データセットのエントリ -

────────────────────

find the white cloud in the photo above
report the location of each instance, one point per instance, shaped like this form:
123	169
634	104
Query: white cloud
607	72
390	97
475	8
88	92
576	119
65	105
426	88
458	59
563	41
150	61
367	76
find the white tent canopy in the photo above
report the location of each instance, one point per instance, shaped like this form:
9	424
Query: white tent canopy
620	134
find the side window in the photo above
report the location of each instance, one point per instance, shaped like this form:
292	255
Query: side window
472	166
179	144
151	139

────────────────────

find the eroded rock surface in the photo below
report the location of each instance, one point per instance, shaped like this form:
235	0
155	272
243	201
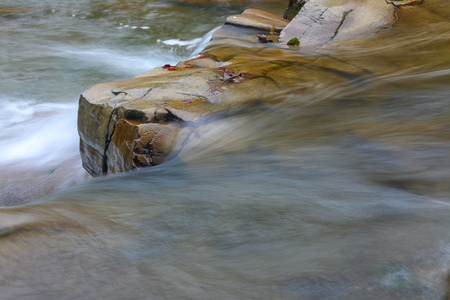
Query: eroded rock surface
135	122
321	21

────────────────────

記述課題 -
上のデータから、文字列「white」を含む行をすべて抽出してください。

解答例 -
find the white cloud in the photo above
Query: white cloud
find the white tent canopy in the photo above
Query: white tent canopy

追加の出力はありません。